Work to do
Identify each line in the entries below that contains the word "neck" and reproduce every such line in full.

Exercise data
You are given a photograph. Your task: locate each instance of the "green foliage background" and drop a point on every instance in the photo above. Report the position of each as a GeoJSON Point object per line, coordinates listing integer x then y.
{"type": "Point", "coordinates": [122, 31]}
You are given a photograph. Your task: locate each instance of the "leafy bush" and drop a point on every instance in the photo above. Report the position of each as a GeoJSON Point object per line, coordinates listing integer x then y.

==

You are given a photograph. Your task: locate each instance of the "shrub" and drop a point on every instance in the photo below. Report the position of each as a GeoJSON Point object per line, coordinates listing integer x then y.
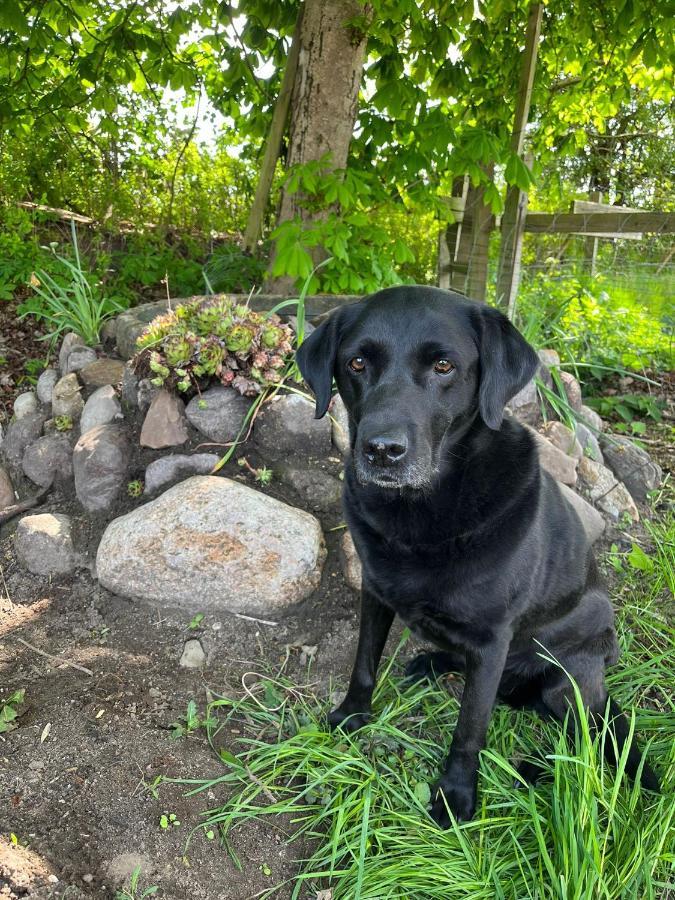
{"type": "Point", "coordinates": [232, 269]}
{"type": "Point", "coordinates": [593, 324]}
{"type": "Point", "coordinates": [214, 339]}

---

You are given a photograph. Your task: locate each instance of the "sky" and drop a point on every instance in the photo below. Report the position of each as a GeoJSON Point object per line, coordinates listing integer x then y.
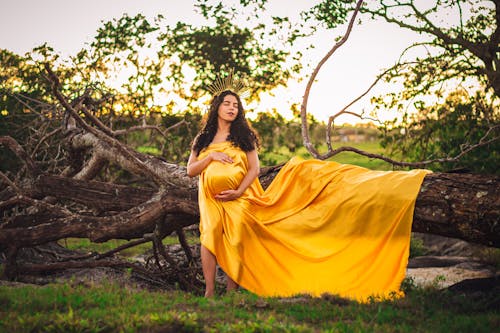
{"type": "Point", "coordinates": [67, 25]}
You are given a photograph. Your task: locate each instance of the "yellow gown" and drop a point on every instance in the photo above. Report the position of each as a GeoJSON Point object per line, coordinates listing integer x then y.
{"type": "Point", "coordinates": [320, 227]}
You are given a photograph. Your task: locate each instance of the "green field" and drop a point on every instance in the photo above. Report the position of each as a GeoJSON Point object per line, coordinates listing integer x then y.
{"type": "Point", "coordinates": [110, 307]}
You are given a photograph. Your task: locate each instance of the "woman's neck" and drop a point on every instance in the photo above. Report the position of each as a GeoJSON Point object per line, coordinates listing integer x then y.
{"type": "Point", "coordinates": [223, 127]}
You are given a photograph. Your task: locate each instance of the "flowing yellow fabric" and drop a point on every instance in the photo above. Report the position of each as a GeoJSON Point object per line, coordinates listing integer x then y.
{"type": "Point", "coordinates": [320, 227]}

Response
You are given a photograph. Your task: locate each instance of the "woman's neck" and drop a point on every instance in the photo above. Report the position of each as a GeoJSON Point object per line, coordinates listing integer x then y.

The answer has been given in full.